◆ EXERCISE TASK:
Reproduce each of the entries below word for word, omitting the pictures.
# START OF DATASET EXTRACT
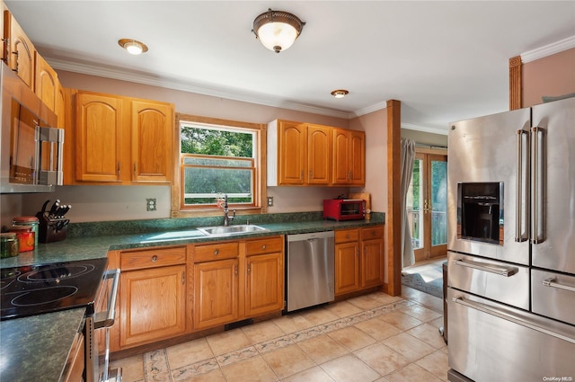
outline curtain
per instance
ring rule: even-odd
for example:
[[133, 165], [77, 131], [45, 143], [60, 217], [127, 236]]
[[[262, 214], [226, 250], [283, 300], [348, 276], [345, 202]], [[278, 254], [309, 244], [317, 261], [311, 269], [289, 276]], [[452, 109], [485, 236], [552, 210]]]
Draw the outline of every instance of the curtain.
[[407, 215], [407, 191], [413, 173], [415, 141], [402, 139], [402, 269], [413, 265], [415, 254], [411, 245], [411, 233]]

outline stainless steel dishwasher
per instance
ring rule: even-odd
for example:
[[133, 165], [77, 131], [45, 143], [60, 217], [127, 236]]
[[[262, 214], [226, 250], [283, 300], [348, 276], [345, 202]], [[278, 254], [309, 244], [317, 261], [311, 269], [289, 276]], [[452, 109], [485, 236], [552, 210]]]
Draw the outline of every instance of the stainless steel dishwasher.
[[291, 312], [333, 301], [333, 231], [288, 235], [286, 310]]

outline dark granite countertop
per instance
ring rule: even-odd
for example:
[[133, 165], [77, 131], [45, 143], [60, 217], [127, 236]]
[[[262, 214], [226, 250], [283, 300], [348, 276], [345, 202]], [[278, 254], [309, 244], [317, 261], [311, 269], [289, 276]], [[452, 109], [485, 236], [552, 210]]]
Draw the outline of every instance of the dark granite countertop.
[[[219, 220], [206, 219], [188, 220], [183, 225], [181, 219], [77, 224], [66, 240], [40, 244], [34, 251], [1, 259], [0, 268], [100, 258], [105, 257], [110, 250], [332, 231], [385, 223], [384, 214], [372, 214], [370, 220], [348, 222], [323, 220], [317, 214], [309, 213], [286, 214], [280, 218], [272, 216], [262, 221], [249, 218], [252, 224], [270, 231], [209, 237], [195, 227], [216, 226]], [[246, 223], [247, 220], [236, 222]], [[124, 235], [113, 235], [118, 232]], [[59, 381], [84, 313], [84, 309], [70, 309], [0, 322], [0, 360], [7, 360], [0, 365], [0, 380]]]

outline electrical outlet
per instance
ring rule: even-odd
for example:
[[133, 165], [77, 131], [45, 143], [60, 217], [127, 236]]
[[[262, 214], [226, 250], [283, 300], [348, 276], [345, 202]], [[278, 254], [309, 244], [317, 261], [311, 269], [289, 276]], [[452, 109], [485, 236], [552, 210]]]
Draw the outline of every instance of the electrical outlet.
[[155, 211], [155, 198], [146, 199], [146, 211]]

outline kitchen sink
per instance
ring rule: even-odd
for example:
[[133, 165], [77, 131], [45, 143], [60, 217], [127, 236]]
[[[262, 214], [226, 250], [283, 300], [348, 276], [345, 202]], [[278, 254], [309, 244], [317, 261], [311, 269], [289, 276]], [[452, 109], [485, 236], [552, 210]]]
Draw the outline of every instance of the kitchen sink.
[[268, 228], [264, 228], [263, 227], [253, 226], [251, 224], [201, 227], [197, 229], [207, 236], [229, 236], [232, 235], [256, 234], [258, 232], [270, 231]]

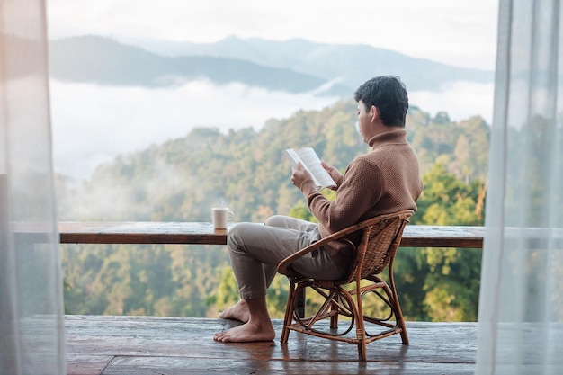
# END OF DATASET EXTRACT
◆ SOLUTION:
outline curtain
per instance
ring rule: even-odd
for example:
[[133, 165], [77, 131], [45, 143], [60, 217], [127, 236]]
[[[262, 214], [226, 250], [283, 300], [348, 276], [345, 202]], [[278, 254], [309, 244], [317, 261], [311, 269], [289, 276]], [[452, 109], [485, 236], [552, 210]]]
Draw the outline of every instance of the curtain.
[[407, 215], [407, 191], [413, 173], [415, 141], [402, 139], [402, 269], [413, 265], [415, 254], [411, 245], [411, 233]]

outline stainless steel dishwasher
per instance
ring rule: even-odd
for example:
[[133, 165], [77, 131], [45, 143], [60, 217], [127, 236]]
[[[262, 214], [226, 250], [283, 300], [348, 276], [345, 202]], [[278, 254], [309, 244], [317, 261], [311, 269], [289, 276]], [[452, 109], [485, 236], [552, 210]]]
Draw the outline of every instance of the stainless steel dishwasher.
[[291, 312], [333, 301], [333, 231], [288, 235], [286, 310]]

outline dark granite countertop
per instance
ring rule: even-odd
for example:
[[133, 165], [77, 131], [45, 143], [60, 217], [127, 236]]
[[[262, 214], [226, 250], [283, 300], [348, 276], [345, 202]], [[278, 254], [309, 244], [317, 261], [311, 269], [289, 276]], [[452, 109], [485, 236], [552, 210]]]
Draw the outline of every instance of the dark granite countertop.
[[[219, 220], [206, 219], [188, 220], [183, 225], [181, 219], [77, 224], [66, 240], [40, 244], [34, 251], [1, 259], [0, 268], [100, 258], [105, 257], [110, 250], [332, 231], [385, 223], [384, 214], [372, 214], [370, 220], [348, 222], [323, 220], [317, 214], [309, 213], [286, 214], [280, 218], [272, 216], [262, 221], [249, 218], [252, 224], [270, 231], [209, 237], [195, 227], [216, 226]], [[246, 223], [247, 220], [236, 222]], [[124, 235], [113, 235], [118, 232]], [[59, 381], [84, 313], [84, 309], [70, 309], [0, 322], [0, 360], [7, 360], [0, 365], [0, 380]]]

outline electrical outlet
per instance
ring rule: even-odd
for example:
[[133, 165], [77, 131], [45, 143], [60, 217], [127, 236]]
[[[262, 214], [226, 250], [283, 300], [348, 276], [345, 202]], [[278, 254], [309, 244], [317, 261], [311, 269], [289, 276]], [[452, 109], [485, 236], [552, 210]]]
Draw the outline of every instance of the electrical outlet.
[[155, 211], [155, 198], [146, 199], [146, 211]]

outline kitchen sink
per instance
ring rule: even-odd
for example:
[[133, 165], [77, 131], [45, 143], [60, 217], [127, 236]]
[[[262, 214], [226, 250], [283, 300], [348, 276], [345, 202]], [[278, 254], [309, 244], [317, 261], [311, 269], [289, 276]], [[452, 109], [485, 236], [552, 210]]]
Draw the outline of every instance of the kitchen sink.
[[268, 228], [264, 228], [263, 227], [253, 226], [251, 224], [201, 227], [197, 229], [207, 236], [229, 236], [232, 235], [256, 234], [258, 232], [270, 231]]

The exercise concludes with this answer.